A Folha de S. Paulo em sua edição impressa de domingo, 9 de julho de 2017, publicou matéria de página inteira afirmando que a fórmula 85/95 eleva a desigualdade, causando perplexidade e estranheza, principalmente em uma sociedade profundamente desigual e com uma concentração de renda em níveis verdadeiramente escandalosos. Porém, essa realidade se dá não em razão de politicas de Previdência Social, mas sim da omissão de levar a cabo efetivas políticas de redistribuição de riqueza, de combate à exclusão e de fomento ao emprego. Colocar a luta de classes dentro do universo dos segurados da Previdência Social, cujo o teto de contribuição é de R$5.530,00, e mais, classificar o trabalhador que contribui dentro deste teto como a elite da elite é no mínimo má fé e defesa explícita de uma Previdência só para os trabalhadores de renda mínima, canalizando os demais para a previdência privada.
Alega a articulista, Ana Estela de Sousa Pinto, que “a regra do 85/95 elevou ainda mais a desigualdade entre os mais ricos, com mais acesso ao trabalho formal, e os sujeitos a trabalho com vínculos mais precários, que se aposentam por idade.” Utilizar o conceito de mais ricos em relação ao trabalhador aposentado que aufere uma renda no patamar de R$5.000,00 só pode ser uma ironia, num País cuja fatia dos 1% mais ricos da população continua detentora de um quarto da renda produzida no país, e 5% detém metade da renda total.
□ □ □ □
Tarefas a realizar.
• a. Resuma em duas frases o texto sobre a fórmula 85/95.
• b. Continue o texto sobre a fórmula 85/95 a partir do ponto em que ele termina.
Os registros constituem um material independente do texto.

Registros do conjunto de dados
□ □ □ □
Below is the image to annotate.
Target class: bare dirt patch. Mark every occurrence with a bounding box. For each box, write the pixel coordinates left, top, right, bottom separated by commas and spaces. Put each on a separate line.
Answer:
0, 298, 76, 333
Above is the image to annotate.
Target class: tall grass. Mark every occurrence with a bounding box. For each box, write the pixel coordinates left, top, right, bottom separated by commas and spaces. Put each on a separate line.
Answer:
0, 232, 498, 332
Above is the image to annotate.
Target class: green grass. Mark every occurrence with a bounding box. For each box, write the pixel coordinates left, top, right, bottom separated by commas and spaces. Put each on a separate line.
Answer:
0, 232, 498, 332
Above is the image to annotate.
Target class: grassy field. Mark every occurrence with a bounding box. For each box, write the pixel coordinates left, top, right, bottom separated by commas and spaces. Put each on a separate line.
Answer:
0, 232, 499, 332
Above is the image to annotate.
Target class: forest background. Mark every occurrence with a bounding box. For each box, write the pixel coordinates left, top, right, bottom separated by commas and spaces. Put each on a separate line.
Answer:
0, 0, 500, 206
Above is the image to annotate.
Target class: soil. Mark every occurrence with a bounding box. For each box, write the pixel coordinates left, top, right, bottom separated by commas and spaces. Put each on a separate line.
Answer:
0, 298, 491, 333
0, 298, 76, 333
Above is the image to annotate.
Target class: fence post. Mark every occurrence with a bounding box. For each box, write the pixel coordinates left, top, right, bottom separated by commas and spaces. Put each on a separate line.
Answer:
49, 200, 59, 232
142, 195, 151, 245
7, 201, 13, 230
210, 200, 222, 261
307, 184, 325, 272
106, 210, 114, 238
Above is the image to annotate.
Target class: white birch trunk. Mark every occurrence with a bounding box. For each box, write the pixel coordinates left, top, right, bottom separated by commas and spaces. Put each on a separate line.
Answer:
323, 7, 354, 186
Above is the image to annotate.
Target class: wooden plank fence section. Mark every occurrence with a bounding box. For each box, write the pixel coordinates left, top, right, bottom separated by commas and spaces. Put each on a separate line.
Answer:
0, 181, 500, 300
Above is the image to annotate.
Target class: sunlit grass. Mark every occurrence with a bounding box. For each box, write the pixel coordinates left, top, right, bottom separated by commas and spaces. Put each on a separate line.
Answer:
□ □ □ □
Respostas às tarefas.
• a. O texto contesta a matéria de página inteira publicada pela Folha de S. Paulo em 9 de julho de 2017, segundo a qual a fórmula 85/95 eleva a desigualdade, e atribui essa desigualdade à omissão em adotar políticas de redistribuição de riqueza, de combate à exclusão e de fomento ao emprego, e não à Previdência Social. Considera ainda uma ironia chamar de mais ricos os aposentados com renda na faixa de R$5.000,00, num país em que o 1% mais rico detém um quarto da renda e 5% detêm metade dela.

• b.
A regra 85/95 foi a resposta ao clamor da classe trabalhadora que, tendo constitucionalmente assegurado o direito à aposentadoria ao cabo de 30/35 anos de contribuição à Previdência Social, tinha parte do seu benefício confiscado pela aplicação do fator previdenciário, que, aliás, ainda vigora concomitantemente como a regra 85/95. De acordo com o Instituto de Estudos Previdenciários a regra 85/95 proporciona mais garantias à sustentabilidade do sistema previdenciário público que o Fator Previdenciário, já que os trabalhadores acabam contribuindo por mais tempo para o INSS. A regra 85/95 é, assim, uma alternativa ao fator previdenciário, incidindo majoritariamente nas aposentadorias por tempo de contribuição e abrangendo um universo de tão somente 27% do total das aposentadorias concedidas cada ano.
A regra não favorece os mais “ricos”, mas sim aqueles que, por força da sua origem de classe, se viram muitas vezes obrigados a começar a trabalhar bem mais cedo. Questionar a regra neste momento, como o fez a Folha de S.Paulo, é colocar na ordem do dia a já concretizada a reforma trabalhista e a reforma da Previdência. Não é a regra 85/95 que elevou ainda mais a desigualdade entre os mais ricos, com mais acesso ao trabalho formal, e os sujeitos ao trabalho com vínculos mais precários, que se aposentam por idade. O que na verdade aumenta a desigualdade é o fosso entre classes, é a ausência de um projeto de nação que crie empregos e garanta a dignidade no trabalho, de uma politica efetiva de redistribuição de renda e uma verdadeira reforma tributária que tribute os mais ricos, as heranças e os ganhos da especulação financeira. Tudo, na verdade, na contramão do hoje, em que se destrói a CLT, se precarizam as relações de trabalho e se omite o combate à sonegação das contribuições previdenciárias por parte das principais empresas nacionais.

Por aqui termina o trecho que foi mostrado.